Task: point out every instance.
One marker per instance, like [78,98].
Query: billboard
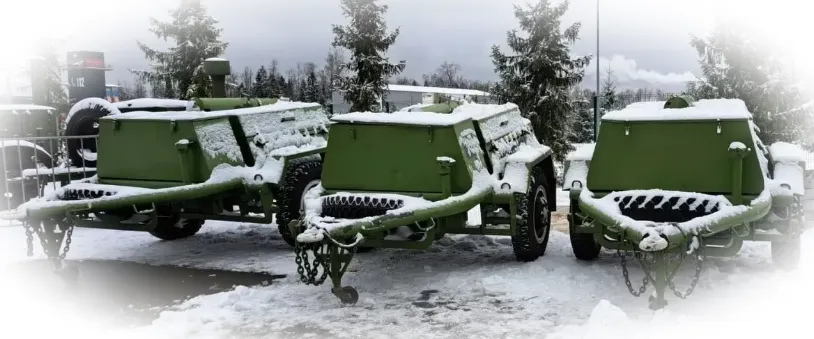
[86,75]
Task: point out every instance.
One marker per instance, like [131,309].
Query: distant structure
[401,96]
[86,75]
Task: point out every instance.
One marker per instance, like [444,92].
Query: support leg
[339,260]
[659,277]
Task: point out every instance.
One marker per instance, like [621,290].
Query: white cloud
[627,70]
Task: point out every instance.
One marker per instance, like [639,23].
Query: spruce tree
[196,39]
[368,41]
[737,63]
[259,88]
[539,72]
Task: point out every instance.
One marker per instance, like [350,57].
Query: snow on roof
[783,151]
[24,107]
[190,115]
[460,114]
[439,90]
[724,109]
[151,102]
[583,152]
[402,118]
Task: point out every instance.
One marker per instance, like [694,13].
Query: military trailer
[83,118]
[406,179]
[41,147]
[167,173]
[678,179]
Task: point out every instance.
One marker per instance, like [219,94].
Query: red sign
[94,62]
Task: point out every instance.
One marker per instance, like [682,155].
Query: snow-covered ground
[463,287]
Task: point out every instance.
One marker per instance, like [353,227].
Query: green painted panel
[144,150]
[672,155]
[220,104]
[393,158]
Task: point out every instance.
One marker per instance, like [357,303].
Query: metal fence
[33,166]
[623,99]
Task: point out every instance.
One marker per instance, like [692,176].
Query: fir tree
[368,41]
[311,85]
[608,95]
[259,88]
[582,130]
[47,68]
[273,89]
[737,63]
[540,71]
[181,67]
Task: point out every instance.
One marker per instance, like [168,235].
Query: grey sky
[646,42]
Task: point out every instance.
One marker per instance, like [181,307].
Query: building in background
[86,75]
[400,96]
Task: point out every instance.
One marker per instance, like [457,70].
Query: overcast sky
[645,42]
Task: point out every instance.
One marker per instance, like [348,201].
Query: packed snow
[93,103]
[10,143]
[737,145]
[33,172]
[709,109]
[218,139]
[462,287]
[581,152]
[154,103]
[193,115]
[459,114]
[654,242]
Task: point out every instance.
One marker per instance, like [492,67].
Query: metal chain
[67,243]
[699,260]
[625,273]
[29,239]
[308,274]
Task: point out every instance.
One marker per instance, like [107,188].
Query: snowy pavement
[463,287]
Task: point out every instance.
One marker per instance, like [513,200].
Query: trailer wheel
[786,255]
[299,178]
[83,120]
[175,227]
[532,237]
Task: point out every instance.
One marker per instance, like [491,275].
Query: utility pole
[596,97]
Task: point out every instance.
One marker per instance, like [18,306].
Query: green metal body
[451,159]
[635,157]
[204,162]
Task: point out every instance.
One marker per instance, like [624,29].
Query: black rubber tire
[11,161]
[81,123]
[786,255]
[528,245]
[174,228]
[295,181]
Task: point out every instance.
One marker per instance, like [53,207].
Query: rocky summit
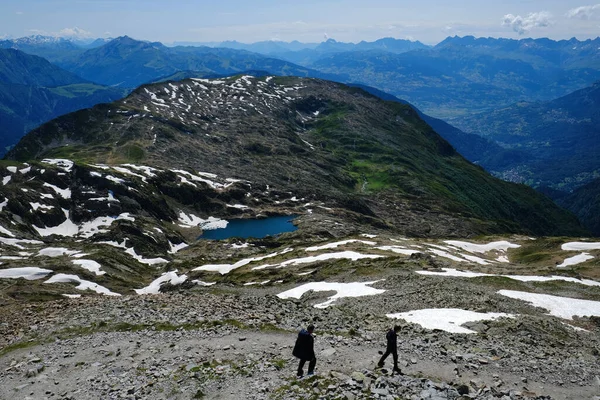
[320,140]
[108,290]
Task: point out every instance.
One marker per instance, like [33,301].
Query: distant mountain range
[585,203]
[372,161]
[478,84]
[459,76]
[33,91]
[128,63]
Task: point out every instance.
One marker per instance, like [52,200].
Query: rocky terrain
[231,341]
[230,334]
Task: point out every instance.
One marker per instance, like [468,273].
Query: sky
[429,21]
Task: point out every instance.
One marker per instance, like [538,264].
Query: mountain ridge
[316,145]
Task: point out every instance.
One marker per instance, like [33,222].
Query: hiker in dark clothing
[304,350]
[392,348]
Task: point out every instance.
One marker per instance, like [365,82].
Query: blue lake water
[256,228]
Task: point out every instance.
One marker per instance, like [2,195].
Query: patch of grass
[130,153]
[537,252]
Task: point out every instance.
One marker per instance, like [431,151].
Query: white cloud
[522,25]
[584,12]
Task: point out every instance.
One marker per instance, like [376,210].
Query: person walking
[304,350]
[391,348]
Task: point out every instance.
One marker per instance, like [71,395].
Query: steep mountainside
[33,91]
[23,69]
[320,140]
[457,77]
[128,63]
[475,148]
[561,139]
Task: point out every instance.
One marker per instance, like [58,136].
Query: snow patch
[29,273]
[154,287]
[226,268]
[56,252]
[188,221]
[483,248]
[577,246]
[81,284]
[578,259]
[349,255]
[64,193]
[90,265]
[341,243]
[523,278]
[66,165]
[174,248]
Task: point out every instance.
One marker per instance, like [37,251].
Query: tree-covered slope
[33,91]
[585,203]
[561,138]
[318,139]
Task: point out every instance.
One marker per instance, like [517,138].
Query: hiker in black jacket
[392,348]
[304,350]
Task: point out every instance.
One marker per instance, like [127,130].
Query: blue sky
[308,21]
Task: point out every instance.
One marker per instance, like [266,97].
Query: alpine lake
[256,228]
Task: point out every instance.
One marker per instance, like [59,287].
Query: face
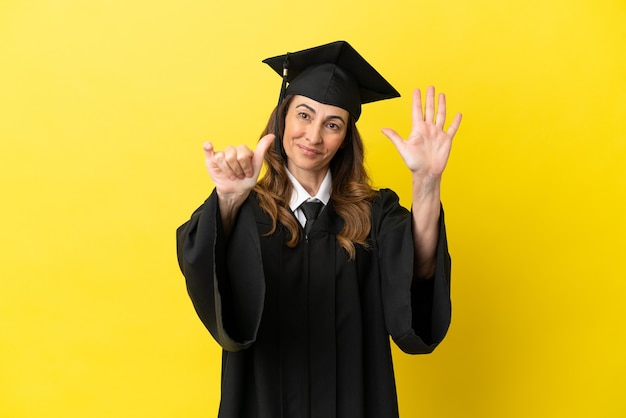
[313,134]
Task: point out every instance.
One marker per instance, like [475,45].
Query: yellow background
[104,106]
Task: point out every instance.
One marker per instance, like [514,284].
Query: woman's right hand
[235,170]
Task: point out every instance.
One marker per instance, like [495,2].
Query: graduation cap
[334,74]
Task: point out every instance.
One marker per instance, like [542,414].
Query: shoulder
[386,199]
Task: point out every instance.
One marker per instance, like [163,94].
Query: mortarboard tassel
[277,140]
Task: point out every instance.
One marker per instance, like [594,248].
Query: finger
[418,116]
[260,151]
[454,126]
[244,161]
[209,152]
[440,120]
[232,160]
[430,105]
[393,136]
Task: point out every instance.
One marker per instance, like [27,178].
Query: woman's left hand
[426,150]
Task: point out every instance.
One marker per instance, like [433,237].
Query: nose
[314,134]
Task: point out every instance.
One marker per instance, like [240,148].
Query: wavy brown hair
[351,192]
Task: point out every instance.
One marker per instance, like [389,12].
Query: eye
[333,126]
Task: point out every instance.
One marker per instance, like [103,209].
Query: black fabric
[305,330]
[311,210]
[334,74]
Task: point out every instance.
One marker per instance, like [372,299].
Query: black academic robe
[305,330]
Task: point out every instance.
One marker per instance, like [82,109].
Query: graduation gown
[305,330]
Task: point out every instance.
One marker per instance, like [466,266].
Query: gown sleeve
[224,279]
[417,312]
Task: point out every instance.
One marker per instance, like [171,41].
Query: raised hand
[235,170]
[426,150]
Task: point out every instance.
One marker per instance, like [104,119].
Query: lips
[309,151]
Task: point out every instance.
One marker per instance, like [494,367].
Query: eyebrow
[314,112]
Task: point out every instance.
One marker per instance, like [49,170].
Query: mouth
[309,151]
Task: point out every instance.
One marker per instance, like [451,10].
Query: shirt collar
[300,195]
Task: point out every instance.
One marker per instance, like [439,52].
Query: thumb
[260,151]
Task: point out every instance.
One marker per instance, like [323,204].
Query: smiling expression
[314,132]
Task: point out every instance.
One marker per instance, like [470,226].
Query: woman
[304,308]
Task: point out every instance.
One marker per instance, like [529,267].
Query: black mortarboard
[333,74]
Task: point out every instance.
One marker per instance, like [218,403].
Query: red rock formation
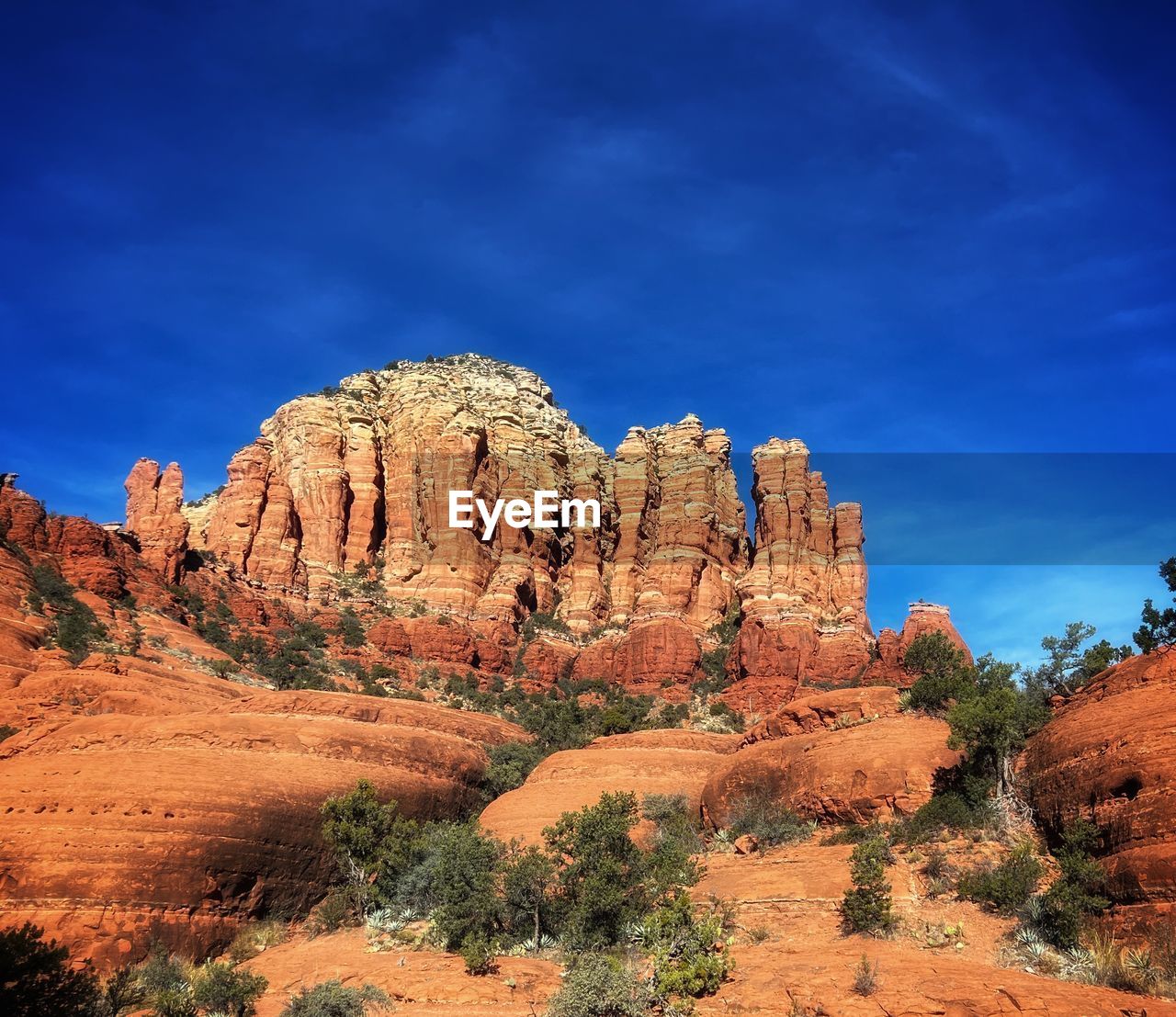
[154,516]
[359,479]
[655,658]
[803,597]
[180,826]
[648,763]
[1109,756]
[859,769]
[681,532]
[923,618]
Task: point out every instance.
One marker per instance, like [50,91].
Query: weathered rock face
[86,554]
[361,476]
[150,831]
[803,596]
[1109,756]
[870,762]
[923,618]
[672,762]
[154,516]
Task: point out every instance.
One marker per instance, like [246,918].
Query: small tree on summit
[1068,667]
[1159,628]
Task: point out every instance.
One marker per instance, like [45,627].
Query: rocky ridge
[353,482]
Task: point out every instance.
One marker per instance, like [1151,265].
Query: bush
[175,1003]
[947,810]
[336,910]
[600,987]
[220,988]
[36,977]
[351,628]
[528,877]
[162,973]
[601,887]
[685,958]
[1079,894]
[511,764]
[463,866]
[1008,887]
[334,1000]
[480,955]
[942,669]
[771,822]
[75,627]
[865,906]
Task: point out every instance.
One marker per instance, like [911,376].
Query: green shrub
[769,820]
[942,671]
[1079,892]
[351,628]
[220,988]
[480,955]
[596,986]
[334,1000]
[1008,887]
[121,994]
[865,906]
[528,878]
[75,627]
[684,948]
[175,1003]
[856,833]
[948,810]
[463,865]
[37,978]
[336,910]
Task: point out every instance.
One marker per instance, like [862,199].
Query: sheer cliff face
[357,479]
[364,476]
[681,535]
[803,597]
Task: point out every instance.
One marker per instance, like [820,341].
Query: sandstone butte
[1109,756]
[143,797]
[357,478]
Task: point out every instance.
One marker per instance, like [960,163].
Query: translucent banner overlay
[1003,508]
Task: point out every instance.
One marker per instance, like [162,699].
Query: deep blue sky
[880,227]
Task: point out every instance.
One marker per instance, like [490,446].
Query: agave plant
[1028,937]
[638,933]
[1033,914]
[385,920]
[1079,966]
[1142,966]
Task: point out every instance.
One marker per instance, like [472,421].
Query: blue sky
[880,227]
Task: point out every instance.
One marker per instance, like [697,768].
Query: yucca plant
[1142,967]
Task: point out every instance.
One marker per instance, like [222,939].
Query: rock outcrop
[845,756]
[154,517]
[122,828]
[922,618]
[1109,756]
[345,492]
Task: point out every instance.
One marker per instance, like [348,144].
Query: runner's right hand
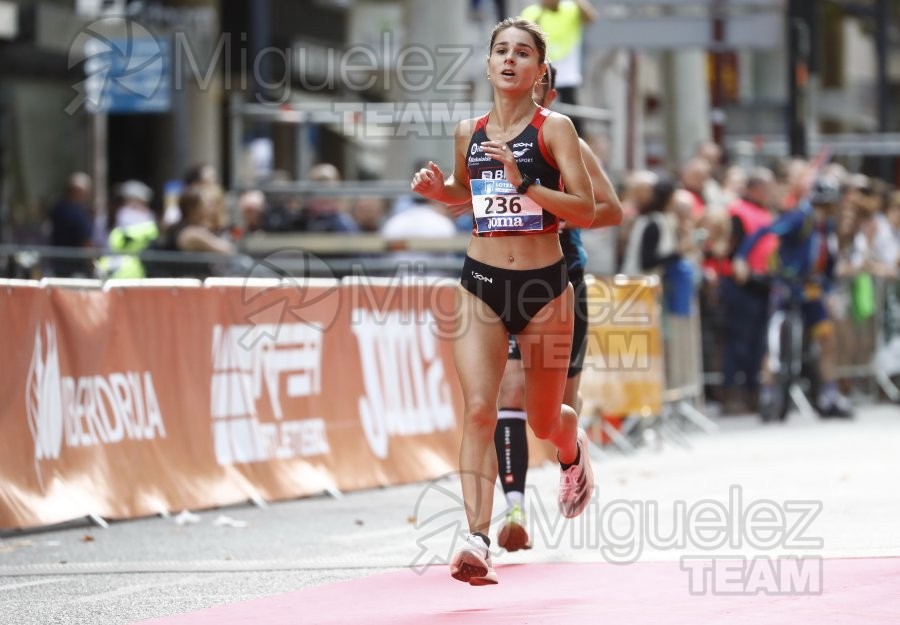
[428,181]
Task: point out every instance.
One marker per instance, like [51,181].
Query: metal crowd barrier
[868,338]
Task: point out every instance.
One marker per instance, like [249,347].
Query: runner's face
[514,63]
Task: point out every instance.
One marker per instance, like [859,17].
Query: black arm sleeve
[737,235]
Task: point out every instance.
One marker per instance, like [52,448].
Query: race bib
[498,208]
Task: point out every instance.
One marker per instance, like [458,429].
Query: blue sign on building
[128,75]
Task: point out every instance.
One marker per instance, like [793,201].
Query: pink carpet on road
[853,591]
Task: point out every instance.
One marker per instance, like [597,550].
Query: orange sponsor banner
[129,401]
[624,367]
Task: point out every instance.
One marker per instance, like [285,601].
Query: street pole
[882,20]
[799,53]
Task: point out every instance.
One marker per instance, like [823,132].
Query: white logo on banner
[406,391]
[87,410]
[291,352]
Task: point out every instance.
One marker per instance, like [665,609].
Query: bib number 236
[498,208]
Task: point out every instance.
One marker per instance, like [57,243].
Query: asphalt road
[154,567]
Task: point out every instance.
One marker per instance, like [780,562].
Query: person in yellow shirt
[563,23]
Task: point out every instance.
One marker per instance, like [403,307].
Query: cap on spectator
[825,190]
[135,189]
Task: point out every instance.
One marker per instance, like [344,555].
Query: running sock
[515,498]
[566,467]
[829,394]
[511,443]
[766,392]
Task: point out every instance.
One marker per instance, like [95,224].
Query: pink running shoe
[472,563]
[576,484]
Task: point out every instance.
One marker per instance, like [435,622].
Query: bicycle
[792,355]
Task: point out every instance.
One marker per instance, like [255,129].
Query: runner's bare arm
[576,203]
[430,180]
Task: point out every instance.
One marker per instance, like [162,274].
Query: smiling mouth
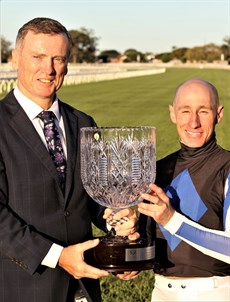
[45,81]
[194,134]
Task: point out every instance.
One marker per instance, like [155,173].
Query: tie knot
[46,116]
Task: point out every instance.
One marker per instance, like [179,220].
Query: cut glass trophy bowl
[117,165]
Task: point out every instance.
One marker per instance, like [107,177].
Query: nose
[49,66]
[194,121]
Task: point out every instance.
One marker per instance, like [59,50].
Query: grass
[144,101]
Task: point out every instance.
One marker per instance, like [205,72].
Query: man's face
[195,114]
[41,62]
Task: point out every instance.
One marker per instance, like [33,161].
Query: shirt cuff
[174,223]
[51,259]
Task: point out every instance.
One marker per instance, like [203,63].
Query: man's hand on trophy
[123,221]
[72,260]
[127,275]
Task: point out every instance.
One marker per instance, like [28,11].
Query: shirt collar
[31,108]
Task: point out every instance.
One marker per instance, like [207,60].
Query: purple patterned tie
[54,145]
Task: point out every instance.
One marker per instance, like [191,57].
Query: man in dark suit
[44,229]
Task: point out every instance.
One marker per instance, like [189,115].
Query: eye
[60,59]
[203,111]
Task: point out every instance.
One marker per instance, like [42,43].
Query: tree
[5,50]
[108,55]
[226,48]
[132,55]
[179,53]
[84,46]
[208,53]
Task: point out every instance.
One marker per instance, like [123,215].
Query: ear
[172,114]
[220,113]
[66,70]
[15,59]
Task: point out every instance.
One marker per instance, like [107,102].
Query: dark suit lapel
[71,130]
[25,129]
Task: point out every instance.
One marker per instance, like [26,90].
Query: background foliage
[143,101]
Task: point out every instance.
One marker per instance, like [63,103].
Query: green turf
[144,101]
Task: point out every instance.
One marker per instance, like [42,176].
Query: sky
[145,25]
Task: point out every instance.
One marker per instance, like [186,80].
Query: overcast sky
[147,26]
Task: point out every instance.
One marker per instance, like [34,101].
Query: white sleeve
[51,259]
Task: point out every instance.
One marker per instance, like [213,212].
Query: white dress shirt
[32,110]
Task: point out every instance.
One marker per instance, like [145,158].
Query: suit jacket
[34,214]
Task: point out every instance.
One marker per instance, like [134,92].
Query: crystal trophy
[117,165]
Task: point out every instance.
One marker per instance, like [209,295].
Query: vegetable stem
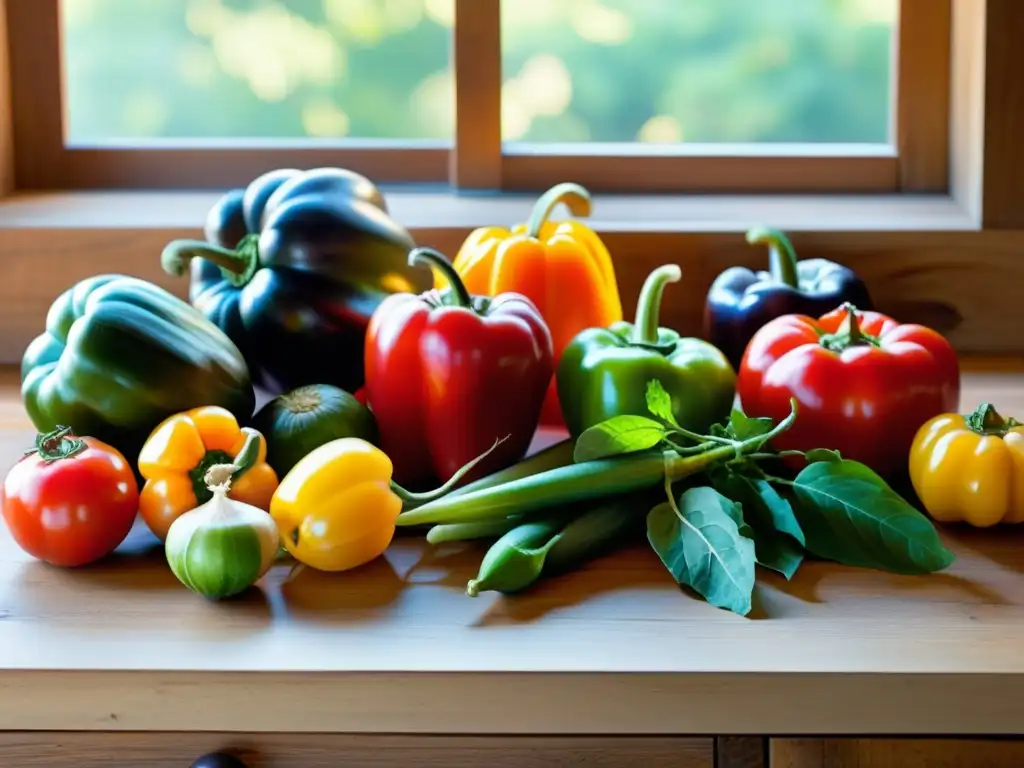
[437,260]
[781,256]
[574,197]
[414,500]
[987,421]
[238,266]
[60,443]
[649,303]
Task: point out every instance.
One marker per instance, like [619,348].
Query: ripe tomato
[72,501]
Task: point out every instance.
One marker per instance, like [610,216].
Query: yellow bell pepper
[335,510]
[182,448]
[970,468]
[562,266]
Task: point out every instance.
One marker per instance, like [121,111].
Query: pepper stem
[574,197]
[218,477]
[248,454]
[849,334]
[60,443]
[411,500]
[781,256]
[645,329]
[437,260]
[238,266]
[987,421]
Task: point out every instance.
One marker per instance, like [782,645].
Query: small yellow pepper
[970,468]
[336,510]
[177,455]
[562,266]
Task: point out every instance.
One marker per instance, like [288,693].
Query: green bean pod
[510,567]
[553,457]
[555,487]
[515,560]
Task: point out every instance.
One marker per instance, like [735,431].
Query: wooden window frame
[915,161]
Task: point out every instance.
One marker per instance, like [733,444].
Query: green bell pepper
[604,371]
[120,354]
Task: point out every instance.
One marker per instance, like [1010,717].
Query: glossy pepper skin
[292,268]
[335,510]
[970,468]
[604,371]
[449,374]
[179,452]
[561,266]
[863,383]
[740,300]
[120,354]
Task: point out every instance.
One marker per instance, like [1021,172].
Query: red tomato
[76,509]
[863,383]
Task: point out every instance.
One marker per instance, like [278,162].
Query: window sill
[432,210]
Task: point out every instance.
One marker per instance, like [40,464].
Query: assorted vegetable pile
[407,388]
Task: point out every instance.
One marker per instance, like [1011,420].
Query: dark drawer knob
[218,760]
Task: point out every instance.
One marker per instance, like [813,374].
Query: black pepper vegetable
[292,268]
[740,300]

++++++++++

__PROBLEM TO WORK ON__.
Please output exactly the lines between the one holding "Query: black arm sleeve" and the one holding "One marker per instance, like [403,307]." in the records above, inclusive, and nothing more.

__RESULT__.
Query: black arm sleeve
[737,235]
Task: point out every instance.
One marker per instance, like [52,448].
Query: race bib
[498,208]
Task: point out every instance.
One marker per instance, like [458,429].
Query: blue sign on building
[128,75]
Task: point out every instance.
One marker per instance, like [793,201].
Query: pink carpet on road
[853,591]
Task: point out every instance.
One marker per instance, like [597,550].
Query: orange sponsor banner
[129,401]
[624,367]
Task: point out every instance.
One marker per instance, like [285,601].
Query: street pole
[882,20]
[799,53]
Task: point out every instance.
One marker per instance, like [823,132].
Query: white logo on banner
[406,391]
[87,410]
[291,352]
Task: point out every instance.
One marker per instance, like [665,609].
Query: bib number 236
[498,208]
Task: point out every instance.
One marker per instance, like [57,243].
Query: asphalt road
[154,567]
Task: point out every instance.
One marker per instance, like [780,562].
Query: person in yellow shirt
[563,23]
Task: point out every instance.
One marker per instance, like [403,307].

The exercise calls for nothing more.